* PROVIDED TEXT:
* * * * * * *
Quick Take:

UC Berkeley could be forced to slash its incoming undergraduate class by one-third, or 3,050 seats, and forgo $57 million in lost tuition. The court-imposed freeze could have implications for other UC campuses, including UC Santa Cruz, although at Berkeley, the campus exceeded in its own projected enrollment cap, a fact that might set it apart.

UC Berkeley, one of the nation’s most highly sought after campuses, could be forced to slash its incoming fall 2022 class by one-third, or 3,050 seats, and forgo $57 million in lost tuition under a recent court order to freeze enrollment, the university announced Monday.

The university’s projected reduction in freshmen and transfer students came in response to a ruling last August by an Alameda County Superior Court judge who ordered an enrollment freeze and upheld a Berkeley neighborhood group’s lawsuit that challenged the environmental impact of the university’s expansion plan. Many neighbors are upset by the impact of enrollment growth on traffic, noise, housing prices and the natural environment.

The University of California Board of Regents appealed the ruling and asked that the order to freeze enrollment be stayed while the appellate process proceeds. Last week, an appellate court denied that request. The regents on Monday appealed that judgment to the California Supreme Court.

“This court-mandated decrease in enrollment would be a tragic outcome for thousands of students who have worked incredibly hard to gain admission to Berkeley,” UC Berkeley said in a statement. “If left intact, the court’s unprecedented decision would have a devastating impact on prospective students, university admissions, campus operations, and UC Berkeley’s ability to serve California students by meeting the enrollment targets set by the state of California.”
* * * * * * *
* REQUIREMENTS:
1. According to the article on the UC Berkeley enrollment freeze, which court did the regents appeal to on Monday?
2. What effects of enrollment growth are the neighbors upset about, according to the article on the UC Berkeley enrollment freeze?
3. Do these statements agree with the article on the UC Berkeley enrollment freeze? Answer yes or no for each, quoting the words of the article that decide it.
(a) An appellate court granted the regents' request to stay the enrollment freeze.
(b) The enrollment freeze was ordered by an Alameda County Superior Court judge.
(c) The projected cut to the incoming class is 3,050 seats.

[Records from a dataset]
* * * * * * *
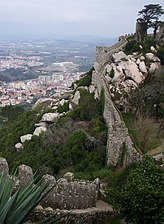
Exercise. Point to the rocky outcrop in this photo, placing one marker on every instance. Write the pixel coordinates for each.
(18, 146)
(66, 193)
(50, 117)
(25, 138)
(76, 98)
(124, 73)
(25, 174)
(118, 74)
(39, 130)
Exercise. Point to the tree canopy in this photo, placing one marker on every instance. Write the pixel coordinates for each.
(141, 197)
(149, 17)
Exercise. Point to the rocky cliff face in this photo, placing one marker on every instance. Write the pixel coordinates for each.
(118, 74)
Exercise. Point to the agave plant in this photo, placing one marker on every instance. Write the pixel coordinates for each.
(15, 207)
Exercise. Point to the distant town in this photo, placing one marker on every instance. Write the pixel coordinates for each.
(31, 70)
(34, 69)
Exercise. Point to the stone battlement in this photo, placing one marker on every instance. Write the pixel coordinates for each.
(67, 193)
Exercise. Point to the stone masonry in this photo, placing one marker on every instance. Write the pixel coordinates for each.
(120, 148)
(67, 193)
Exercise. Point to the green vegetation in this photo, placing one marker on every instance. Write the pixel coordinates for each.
(140, 198)
(63, 108)
(85, 80)
(112, 73)
(16, 206)
(160, 54)
(77, 142)
(143, 131)
(149, 18)
(134, 46)
(103, 174)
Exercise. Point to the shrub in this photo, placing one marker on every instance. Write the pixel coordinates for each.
(160, 54)
(15, 207)
(141, 198)
(132, 46)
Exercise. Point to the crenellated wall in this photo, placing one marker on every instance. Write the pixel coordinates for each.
(67, 193)
(120, 148)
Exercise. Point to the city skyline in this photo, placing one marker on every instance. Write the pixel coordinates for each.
(51, 18)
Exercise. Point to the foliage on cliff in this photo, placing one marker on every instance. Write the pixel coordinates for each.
(76, 142)
(140, 199)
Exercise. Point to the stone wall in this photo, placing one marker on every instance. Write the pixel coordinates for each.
* * * * * * *
* TASK ANSWERS:
1. The California Supreme Court.

2. Traffic, noise, housing prices and the natural environment.

3.
(a) No: "Last week, an appellate court denied that request."
(b) Yes: "a ruling last August by an Alameda County Superior Court judge who ordered an enrollment freeze"
(c) Yes: "slash its incoming fall 2022 class by one-third, or 3,050 seats"